PASSAGE SHOWN:
## BEGIN

The price tag for the entire project, which [the developer] says will create 10,000 direct and indirect jobs over several years, is $865 million.

Building up an enormous resort, in a very rural part of a very rural state seems a little ambitious.

Okay, it seems insane.

Even so, the NYT reports the developers have $275 million of EB-5 investment, which will pay for the development of a hotel, an enormous indoor water park, condos, a hockey arena, and retail properties.

When we examine the details of this project, it actually starts to make a little sense. First of all, the project’s co-developers have more than a little “skin in the game”–they’ve personally invested $90 million, showing investors this project is quite legit. On top of that, remember that this is a very rural area, so the minimum investment amount is only half a million. Most importantly, this project is taking place near the Canadian border.

While traditional resort towns have had a fair share of challenges in the recession (and post-recession), and new tourist-oriented developments seem incredibly risky, the Jay/Newport development project has the potential to draw customers from not one but two economies (Canada’s, remember, has shown great stability since the financial downturn.) The expanded resort is just a 2-hour drive from Montreal, and a reasonable distance from major cities in the U.S. Northeast.

## END

SUPPLIED RECORDS:
## BEGIN

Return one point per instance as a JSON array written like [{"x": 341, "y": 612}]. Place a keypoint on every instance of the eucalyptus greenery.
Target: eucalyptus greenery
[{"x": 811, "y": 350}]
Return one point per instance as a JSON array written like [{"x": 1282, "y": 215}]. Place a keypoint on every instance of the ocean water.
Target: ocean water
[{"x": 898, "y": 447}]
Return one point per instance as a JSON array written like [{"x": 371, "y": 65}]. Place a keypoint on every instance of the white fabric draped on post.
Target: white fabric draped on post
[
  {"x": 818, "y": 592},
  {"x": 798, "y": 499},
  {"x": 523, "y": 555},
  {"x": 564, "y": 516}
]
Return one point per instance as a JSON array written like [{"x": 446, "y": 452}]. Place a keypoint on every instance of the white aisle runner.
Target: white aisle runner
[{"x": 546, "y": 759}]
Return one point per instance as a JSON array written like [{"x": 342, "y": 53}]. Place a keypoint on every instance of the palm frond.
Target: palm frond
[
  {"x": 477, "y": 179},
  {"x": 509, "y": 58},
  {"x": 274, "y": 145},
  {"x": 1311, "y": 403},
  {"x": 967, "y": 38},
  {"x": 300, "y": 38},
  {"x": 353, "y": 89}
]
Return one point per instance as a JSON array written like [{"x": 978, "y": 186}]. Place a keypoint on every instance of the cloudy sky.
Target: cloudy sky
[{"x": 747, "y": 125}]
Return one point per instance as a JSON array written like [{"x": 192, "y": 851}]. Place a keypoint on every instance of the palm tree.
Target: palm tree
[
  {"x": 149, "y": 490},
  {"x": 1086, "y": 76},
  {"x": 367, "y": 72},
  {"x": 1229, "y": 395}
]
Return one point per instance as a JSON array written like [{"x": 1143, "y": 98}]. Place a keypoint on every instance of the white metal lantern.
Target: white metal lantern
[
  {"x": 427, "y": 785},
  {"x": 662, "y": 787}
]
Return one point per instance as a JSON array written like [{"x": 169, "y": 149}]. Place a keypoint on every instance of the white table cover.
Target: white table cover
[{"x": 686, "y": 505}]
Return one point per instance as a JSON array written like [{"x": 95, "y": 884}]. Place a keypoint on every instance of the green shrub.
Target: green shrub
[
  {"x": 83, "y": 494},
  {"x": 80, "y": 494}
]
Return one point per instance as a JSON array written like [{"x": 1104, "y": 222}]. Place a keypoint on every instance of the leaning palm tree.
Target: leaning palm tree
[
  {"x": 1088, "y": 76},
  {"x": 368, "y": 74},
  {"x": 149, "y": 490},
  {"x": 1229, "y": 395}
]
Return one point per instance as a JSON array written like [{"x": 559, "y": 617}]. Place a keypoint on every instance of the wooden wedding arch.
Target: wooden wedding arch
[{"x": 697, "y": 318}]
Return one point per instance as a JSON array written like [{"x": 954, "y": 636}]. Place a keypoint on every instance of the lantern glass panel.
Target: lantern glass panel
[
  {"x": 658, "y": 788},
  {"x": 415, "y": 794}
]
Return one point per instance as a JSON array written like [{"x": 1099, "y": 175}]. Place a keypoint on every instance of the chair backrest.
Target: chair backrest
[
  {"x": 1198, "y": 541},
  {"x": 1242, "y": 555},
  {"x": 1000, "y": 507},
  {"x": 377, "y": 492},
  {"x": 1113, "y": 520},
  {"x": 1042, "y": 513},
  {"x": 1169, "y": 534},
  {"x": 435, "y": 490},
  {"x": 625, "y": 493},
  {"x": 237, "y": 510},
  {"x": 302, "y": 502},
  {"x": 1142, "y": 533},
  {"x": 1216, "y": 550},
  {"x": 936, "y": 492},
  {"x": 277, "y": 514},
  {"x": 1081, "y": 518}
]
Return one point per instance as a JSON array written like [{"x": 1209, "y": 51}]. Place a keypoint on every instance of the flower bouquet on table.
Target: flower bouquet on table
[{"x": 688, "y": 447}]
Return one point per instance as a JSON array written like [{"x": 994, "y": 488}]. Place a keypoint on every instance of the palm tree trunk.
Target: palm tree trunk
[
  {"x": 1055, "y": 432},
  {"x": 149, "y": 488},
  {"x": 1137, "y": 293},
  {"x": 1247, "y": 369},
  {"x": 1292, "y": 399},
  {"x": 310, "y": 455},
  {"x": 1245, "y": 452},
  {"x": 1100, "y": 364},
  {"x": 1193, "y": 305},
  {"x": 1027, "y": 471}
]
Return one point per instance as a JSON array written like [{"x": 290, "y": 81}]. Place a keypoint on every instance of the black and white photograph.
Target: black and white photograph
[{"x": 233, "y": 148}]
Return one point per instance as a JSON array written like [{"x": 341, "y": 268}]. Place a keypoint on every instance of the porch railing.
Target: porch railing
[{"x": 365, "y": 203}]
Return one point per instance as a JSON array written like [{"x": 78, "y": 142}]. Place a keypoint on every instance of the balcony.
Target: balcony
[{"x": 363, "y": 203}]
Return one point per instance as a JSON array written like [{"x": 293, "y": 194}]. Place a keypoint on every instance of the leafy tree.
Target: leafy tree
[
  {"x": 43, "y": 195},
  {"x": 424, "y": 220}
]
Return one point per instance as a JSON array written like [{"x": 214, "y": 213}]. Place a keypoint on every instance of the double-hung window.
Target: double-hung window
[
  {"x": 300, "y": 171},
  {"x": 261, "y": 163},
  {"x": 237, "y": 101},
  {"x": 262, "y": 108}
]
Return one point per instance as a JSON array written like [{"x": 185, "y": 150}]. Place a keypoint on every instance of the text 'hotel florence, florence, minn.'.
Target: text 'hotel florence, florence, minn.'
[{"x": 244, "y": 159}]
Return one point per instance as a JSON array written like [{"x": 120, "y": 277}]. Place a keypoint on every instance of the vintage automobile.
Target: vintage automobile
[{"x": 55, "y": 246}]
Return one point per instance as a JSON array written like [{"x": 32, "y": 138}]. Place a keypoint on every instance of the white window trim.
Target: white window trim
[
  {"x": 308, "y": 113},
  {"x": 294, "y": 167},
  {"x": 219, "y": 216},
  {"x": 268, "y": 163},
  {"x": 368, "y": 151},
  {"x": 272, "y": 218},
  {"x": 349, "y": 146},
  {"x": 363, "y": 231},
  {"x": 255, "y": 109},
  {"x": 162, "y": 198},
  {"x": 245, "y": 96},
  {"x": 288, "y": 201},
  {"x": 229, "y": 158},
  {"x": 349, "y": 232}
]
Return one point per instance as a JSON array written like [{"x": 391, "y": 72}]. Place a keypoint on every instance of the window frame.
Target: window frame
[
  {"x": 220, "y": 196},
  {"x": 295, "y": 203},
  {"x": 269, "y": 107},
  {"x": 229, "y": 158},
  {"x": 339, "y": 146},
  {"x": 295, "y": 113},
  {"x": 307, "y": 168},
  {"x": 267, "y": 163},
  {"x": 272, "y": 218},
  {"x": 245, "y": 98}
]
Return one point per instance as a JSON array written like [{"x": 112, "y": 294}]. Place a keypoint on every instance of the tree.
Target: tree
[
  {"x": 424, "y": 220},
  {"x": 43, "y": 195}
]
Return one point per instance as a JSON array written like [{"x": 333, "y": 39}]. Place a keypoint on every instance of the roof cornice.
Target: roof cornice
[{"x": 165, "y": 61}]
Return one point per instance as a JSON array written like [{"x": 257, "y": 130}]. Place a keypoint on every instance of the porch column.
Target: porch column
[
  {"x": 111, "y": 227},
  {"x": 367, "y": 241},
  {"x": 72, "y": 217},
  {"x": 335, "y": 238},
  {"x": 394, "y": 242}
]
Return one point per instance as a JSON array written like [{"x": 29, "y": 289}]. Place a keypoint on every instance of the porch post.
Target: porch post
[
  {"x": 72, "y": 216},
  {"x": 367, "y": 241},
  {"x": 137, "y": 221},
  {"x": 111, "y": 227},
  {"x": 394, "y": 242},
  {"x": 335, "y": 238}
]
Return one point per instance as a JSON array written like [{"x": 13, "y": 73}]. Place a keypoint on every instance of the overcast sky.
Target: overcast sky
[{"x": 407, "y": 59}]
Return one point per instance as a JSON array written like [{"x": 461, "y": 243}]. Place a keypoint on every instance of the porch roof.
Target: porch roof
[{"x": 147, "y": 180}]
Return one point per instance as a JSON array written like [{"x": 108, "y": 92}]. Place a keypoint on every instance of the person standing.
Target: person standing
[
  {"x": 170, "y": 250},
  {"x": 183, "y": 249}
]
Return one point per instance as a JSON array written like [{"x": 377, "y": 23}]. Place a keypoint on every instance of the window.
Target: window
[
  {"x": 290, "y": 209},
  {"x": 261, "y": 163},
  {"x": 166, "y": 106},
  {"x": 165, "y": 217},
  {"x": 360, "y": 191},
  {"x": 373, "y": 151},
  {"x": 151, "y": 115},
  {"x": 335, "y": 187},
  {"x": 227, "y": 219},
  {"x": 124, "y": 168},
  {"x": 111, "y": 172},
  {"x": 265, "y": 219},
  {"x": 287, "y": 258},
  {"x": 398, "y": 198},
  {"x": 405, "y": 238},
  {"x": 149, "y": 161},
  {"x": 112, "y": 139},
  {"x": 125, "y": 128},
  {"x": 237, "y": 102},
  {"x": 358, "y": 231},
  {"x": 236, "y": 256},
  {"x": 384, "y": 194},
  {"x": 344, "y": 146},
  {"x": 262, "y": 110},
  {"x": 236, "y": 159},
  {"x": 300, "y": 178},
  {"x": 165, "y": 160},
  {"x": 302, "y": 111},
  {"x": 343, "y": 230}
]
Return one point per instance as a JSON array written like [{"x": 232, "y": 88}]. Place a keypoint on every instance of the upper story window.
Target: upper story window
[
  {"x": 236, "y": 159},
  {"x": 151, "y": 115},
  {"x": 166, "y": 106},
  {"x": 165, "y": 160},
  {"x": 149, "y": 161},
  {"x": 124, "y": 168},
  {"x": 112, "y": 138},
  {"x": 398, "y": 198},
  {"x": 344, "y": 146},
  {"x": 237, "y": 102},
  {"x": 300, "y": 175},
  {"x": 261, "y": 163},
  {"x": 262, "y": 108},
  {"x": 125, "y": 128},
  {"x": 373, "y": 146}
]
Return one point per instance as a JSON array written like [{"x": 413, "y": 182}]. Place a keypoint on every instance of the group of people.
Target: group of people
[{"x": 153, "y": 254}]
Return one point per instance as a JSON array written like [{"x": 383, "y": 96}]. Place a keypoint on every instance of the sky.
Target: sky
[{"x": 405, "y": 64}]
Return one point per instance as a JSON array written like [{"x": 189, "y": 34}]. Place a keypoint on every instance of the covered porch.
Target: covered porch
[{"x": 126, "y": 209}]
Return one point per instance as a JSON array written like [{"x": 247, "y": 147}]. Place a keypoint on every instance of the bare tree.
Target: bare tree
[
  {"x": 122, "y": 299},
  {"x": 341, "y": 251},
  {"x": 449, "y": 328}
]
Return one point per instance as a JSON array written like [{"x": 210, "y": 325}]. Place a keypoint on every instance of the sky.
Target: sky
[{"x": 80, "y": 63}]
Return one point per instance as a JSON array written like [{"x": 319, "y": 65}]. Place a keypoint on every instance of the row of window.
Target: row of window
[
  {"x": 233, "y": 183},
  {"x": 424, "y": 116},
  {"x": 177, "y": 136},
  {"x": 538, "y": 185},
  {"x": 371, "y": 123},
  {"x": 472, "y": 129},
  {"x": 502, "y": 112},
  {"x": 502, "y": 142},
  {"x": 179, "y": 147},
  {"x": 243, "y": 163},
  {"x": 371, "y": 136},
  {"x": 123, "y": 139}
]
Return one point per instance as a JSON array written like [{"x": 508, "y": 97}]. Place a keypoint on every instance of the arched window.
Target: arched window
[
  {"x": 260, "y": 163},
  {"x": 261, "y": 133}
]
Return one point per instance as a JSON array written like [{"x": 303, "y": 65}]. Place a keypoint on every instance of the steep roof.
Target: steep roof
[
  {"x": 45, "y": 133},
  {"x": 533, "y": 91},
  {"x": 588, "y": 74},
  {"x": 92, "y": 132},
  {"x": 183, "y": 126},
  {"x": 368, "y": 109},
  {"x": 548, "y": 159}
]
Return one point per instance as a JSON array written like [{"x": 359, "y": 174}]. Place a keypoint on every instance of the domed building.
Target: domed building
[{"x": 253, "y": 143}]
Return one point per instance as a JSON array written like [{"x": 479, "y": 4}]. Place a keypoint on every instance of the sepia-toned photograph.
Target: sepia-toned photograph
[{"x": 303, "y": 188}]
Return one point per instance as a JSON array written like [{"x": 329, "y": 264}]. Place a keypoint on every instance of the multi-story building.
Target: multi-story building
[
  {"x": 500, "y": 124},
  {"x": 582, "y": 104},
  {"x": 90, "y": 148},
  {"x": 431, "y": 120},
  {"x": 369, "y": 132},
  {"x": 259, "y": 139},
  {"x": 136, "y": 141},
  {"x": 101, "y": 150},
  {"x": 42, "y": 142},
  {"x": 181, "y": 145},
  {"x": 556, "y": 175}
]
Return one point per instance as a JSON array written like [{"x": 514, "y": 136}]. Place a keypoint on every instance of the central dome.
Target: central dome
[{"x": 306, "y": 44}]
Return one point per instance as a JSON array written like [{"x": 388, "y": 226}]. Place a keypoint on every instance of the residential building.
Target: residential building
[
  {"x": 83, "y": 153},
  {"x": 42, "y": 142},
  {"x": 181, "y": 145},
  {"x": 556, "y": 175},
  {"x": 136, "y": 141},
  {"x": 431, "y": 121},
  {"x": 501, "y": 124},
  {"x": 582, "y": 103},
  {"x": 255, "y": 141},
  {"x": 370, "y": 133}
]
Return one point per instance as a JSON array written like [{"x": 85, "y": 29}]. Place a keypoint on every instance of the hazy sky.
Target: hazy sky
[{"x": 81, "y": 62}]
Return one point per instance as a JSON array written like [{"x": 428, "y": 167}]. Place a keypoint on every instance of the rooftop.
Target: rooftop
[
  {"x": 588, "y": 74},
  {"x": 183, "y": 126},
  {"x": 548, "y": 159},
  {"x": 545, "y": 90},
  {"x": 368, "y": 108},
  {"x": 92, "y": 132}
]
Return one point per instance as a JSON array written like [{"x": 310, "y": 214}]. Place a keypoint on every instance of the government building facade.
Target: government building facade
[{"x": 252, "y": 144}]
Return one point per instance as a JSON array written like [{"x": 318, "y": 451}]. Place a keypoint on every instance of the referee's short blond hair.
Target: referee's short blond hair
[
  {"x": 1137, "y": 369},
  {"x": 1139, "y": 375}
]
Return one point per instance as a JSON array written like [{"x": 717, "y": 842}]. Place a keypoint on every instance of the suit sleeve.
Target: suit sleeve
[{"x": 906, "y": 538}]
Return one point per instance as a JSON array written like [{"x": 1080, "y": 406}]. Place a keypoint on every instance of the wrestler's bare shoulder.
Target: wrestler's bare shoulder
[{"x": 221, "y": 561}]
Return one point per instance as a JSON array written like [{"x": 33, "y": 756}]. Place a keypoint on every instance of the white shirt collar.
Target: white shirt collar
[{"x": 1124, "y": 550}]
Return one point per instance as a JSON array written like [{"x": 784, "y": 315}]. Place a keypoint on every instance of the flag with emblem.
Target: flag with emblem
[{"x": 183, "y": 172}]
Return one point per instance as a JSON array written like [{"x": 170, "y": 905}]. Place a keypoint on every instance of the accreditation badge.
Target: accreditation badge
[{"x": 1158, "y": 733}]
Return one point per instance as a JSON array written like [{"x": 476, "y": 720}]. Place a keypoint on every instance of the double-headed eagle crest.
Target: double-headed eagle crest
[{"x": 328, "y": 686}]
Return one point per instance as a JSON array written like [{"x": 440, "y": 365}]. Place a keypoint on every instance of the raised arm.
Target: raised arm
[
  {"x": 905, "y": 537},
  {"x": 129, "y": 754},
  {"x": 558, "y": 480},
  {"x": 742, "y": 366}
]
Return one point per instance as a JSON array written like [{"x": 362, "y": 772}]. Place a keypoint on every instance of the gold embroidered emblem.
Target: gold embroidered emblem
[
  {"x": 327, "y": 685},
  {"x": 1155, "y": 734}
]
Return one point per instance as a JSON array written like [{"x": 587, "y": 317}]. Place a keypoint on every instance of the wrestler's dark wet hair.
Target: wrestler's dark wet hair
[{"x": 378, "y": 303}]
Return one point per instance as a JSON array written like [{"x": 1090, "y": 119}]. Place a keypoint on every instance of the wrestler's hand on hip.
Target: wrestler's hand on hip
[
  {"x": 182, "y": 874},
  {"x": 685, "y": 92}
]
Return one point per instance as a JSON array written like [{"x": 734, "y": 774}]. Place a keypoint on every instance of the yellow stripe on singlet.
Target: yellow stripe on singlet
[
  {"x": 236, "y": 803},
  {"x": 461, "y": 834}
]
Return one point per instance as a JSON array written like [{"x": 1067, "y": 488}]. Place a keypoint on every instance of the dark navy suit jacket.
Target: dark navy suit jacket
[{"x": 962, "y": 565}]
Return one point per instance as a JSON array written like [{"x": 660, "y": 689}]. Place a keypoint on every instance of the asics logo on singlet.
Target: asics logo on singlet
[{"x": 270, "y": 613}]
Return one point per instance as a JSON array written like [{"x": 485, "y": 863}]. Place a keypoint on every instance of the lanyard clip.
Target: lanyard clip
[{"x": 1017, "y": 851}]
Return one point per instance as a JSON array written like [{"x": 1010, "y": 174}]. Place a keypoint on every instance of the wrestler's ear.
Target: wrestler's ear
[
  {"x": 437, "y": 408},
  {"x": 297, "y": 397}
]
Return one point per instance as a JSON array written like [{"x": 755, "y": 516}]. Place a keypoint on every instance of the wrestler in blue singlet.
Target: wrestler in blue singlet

## END

GIVEN INSTRUCTION: In the passage about the Jay/Newport resort project, how much have the co-developers personally invested?

TASK RESULT: $90 million.